Referring expression data:
□ □ □ □

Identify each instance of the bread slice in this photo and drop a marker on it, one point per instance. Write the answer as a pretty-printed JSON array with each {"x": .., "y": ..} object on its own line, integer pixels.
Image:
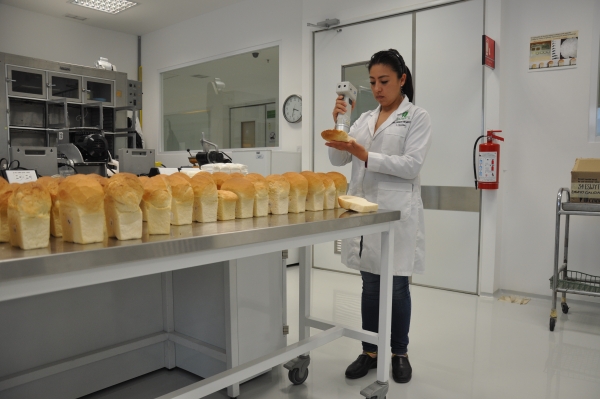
[
  {"x": 316, "y": 191},
  {"x": 157, "y": 203},
  {"x": 5, "y": 193},
  {"x": 51, "y": 185},
  {"x": 341, "y": 185},
  {"x": 29, "y": 216},
  {"x": 226, "y": 205},
  {"x": 82, "y": 209},
  {"x": 206, "y": 200},
  {"x": 298, "y": 192},
  {"x": 336, "y": 135},
  {"x": 245, "y": 191},
  {"x": 261, "y": 198},
  {"x": 330, "y": 195},
  {"x": 279, "y": 194},
  {"x": 357, "y": 204},
  {"x": 182, "y": 203},
  {"x": 123, "y": 195}
]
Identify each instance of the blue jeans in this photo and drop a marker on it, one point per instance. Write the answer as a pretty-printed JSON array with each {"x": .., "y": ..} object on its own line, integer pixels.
[{"x": 401, "y": 306}]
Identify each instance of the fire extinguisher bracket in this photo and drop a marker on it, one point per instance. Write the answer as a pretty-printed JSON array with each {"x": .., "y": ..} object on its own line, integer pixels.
[{"x": 486, "y": 166}]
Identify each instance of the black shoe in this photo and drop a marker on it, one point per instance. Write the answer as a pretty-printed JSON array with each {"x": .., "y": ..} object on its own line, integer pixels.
[
  {"x": 361, "y": 366},
  {"x": 401, "y": 370}
]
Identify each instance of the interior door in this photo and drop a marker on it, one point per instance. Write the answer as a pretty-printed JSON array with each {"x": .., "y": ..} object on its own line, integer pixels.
[
  {"x": 342, "y": 54},
  {"x": 448, "y": 84}
]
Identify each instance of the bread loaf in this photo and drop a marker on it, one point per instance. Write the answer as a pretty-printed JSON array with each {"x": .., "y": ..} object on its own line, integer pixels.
[
  {"x": 245, "y": 191},
  {"x": 205, "y": 198},
  {"x": 123, "y": 195},
  {"x": 357, "y": 204},
  {"x": 51, "y": 184},
  {"x": 316, "y": 191},
  {"x": 157, "y": 201},
  {"x": 341, "y": 185},
  {"x": 226, "y": 205},
  {"x": 261, "y": 198},
  {"x": 279, "y": 194},
  {"x": 330, "y": 194},
  {"x": 298, "y": 192},
  {"x": 81, "y": 203},
  {"x": 29, "y": 216},
  {"x": 336, "y": 135},
  {"x": 5, "y": 193},
  {"x": 219, "y": 178},
  {"x": 182, "y": 203}
]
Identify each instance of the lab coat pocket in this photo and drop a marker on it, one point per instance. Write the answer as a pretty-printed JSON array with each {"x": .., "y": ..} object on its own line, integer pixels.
[
  {"x": 393, "y": 141},
  {"x": 395, "y": 196}
]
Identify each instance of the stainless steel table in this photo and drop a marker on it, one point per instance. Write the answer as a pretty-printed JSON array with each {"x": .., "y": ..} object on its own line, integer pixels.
[{"x": 64, "y": 266}]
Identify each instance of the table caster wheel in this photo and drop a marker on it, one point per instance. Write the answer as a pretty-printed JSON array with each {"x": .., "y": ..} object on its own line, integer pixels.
[{"x": 296, "y": 378}]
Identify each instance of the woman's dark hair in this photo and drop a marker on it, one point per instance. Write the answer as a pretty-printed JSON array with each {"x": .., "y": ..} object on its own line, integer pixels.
[{"x": 394, "y": 60}]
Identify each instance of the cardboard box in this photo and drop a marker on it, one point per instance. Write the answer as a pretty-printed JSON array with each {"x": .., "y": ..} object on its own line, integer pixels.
[{"x": 585, "y": 180}]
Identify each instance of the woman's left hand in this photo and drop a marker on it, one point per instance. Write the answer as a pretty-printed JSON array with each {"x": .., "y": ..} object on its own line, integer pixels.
[{"x": 352, "y": 147}]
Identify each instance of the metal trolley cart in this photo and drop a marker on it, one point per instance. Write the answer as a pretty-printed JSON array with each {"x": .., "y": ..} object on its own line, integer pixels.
[{"x": 564, "y": 280}]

□ □ □ □

▶ **WHAT TO WORK ON**: An exact transcription of all the entries is required, without the pictures.

▶ **ANSWER BOX**:
Identify each instance of the bread slice in this photo and drop a marker on it, one point per instance. Write the answer as a pretty-printed JSON array with each {"x": .., "y": ..} object on its own line, integer pixels.
Image:
[
  {"x": 316, "y": 191},
  {"x": 157, "y": 203},
  {"x": 5, "y": 193},
  {"x": 51, "y": 185},
  {"x": 341, "y": 185},
  {"x": 29, "y": 216},
  {"x": 226, "y": 205},
  {"x": 82, "y": 209},
  {"x": 206, "y": 200},
  {"x": 298, "y": 192},
  {"x": 336, "y": 135},
  {"x": 245, "y": 191},
  {"x": 261, "y": 198},
  {"x": 330, "y": 195},
  {"x": 279, "y": 194},
  {"x": 357, "y": 204},
  {"x": 182, "y": 203},
  {"x": 123, "y": 195}
]
Identify each instance of the blue jeans in this photo and drop a marker on it, one point per instance. Write the answer as a pretty-printed JSON array with each {"x": .., "y": ..} object on its own line, integer pixels.
[{"x": 401, "y": 306}]
Identify each instance of the fire extinguisher bracket in this photo and drop a marker on it, one point per instance. Write the answer as a pretty-printed JSON array with each {"x": .., "y": ..} object on its own line, integer pixels.
[{"x": 486, "y": 166}]
Identify each instance of the black shoe in this photo and drop a marker on it, one point per instance. Write the answer as a pretty-printed JSON array with each {"x": .., "y": ..} object on its own line, integer pixels.
[
  {"x": 361, "y": 366},
  {"x": 401, "y": 370}
]
Identify each instance of the interior door in this photo and drop a marker on it, one point per instance. Write the answer as a pretty-printed JSON array with each {"x": .., "y": ..} object on its own line, integer pixels.
[
  {"x": 342, "y": 54},
  {"x": 448, "y": 84}
]
Identify each instance of the bread loaf in this photo and drop a marker on it, one point per instance. Write the answer as a pretty-printed JSON array with each {"x": .., "y": ..} object on its own line, integer pixels.
[
  {"x": 245, "y": 191},
  {"x": 205, "y": 198},
  {"x": 123, "y": 195},
  {"x": 357, "y": 204},
  {"x": 51, "y": 184},
  {"x": 316, "y": 191},
  {"x": 157, "y": 201},
  {"x": 341, "y": 185},
  {"x": 226, "y": 205},
  {"x": 261, "y": 198},
  {"x": 279, "y": 194},
  {"x": 330, "y": 194},
  {"x": 298, "y": 192},
  {"x": 81, "y": 203},
  {"x": 29, "y": 216},
  {"x": 336, "y": 135},
  {"x": 5, "y": 193},
  {"x": 219, "y": 178},
  {"x": 182, "y": 203}
]
Identify each instance of the lab coat pocket in this photo and drop a marker on it, one point per instance. Write the answer as a pretty-printed JSON array with each {"x": .., "y": ..} object on its own line, integer pixels.
[
  {"x": 393, "y": 141},
  {"x": 395, "y": 196}
]
Identify each instance of the stainless steel table in this photo and drop a marker on it, one point per instance. Write the answer as a pretty-printed JSON array with each {"x": .., "y": ..} object on its own line, integer pixels.
[{"x": 64, "y": 266}]
Identify each instance of the table caster wheel in this photo and drop a marker on it, one point per instance. Write the answer as a pretty-printed JSON array with each {"x": .., "y": ..} object on its own line, integer pixels.
[{"x": 296, "y": 378}]
Identify each instance of the woman's dark hair in this photo and drop a marker on it, one point per instance. Write the answer as a pretty-printed JSON array with each {"x": .., "y": ..} object on its own line, integer pixels.
[{"x": 394, "y": 60}]
Identify each instance of the cardboard box in this photo and drop a marker on it, one point per instance. Write the answer as a pretty-printed JSON array with each {"x": .., "y": ..} object on its own line, integer pixels.
[{"x": 585, "y": 180}]
Identify each instance of the woman's left hand in this photo and drop a marker on it, one point per instance. Write the answer as a pretty-printed JSON array with each {"x": .., "y": ..} object on its own line, integer pixels.
[{"x": 352, "y": 147}]
Identify each instance of the metal trolley cart in this photo and drop a marker on it, one point per instance. Write the answer as a pretty-printed JSON array with each {"x": .., "y": ..} object on its own line, integer pixels.
[{"x": 564, "y": 280}]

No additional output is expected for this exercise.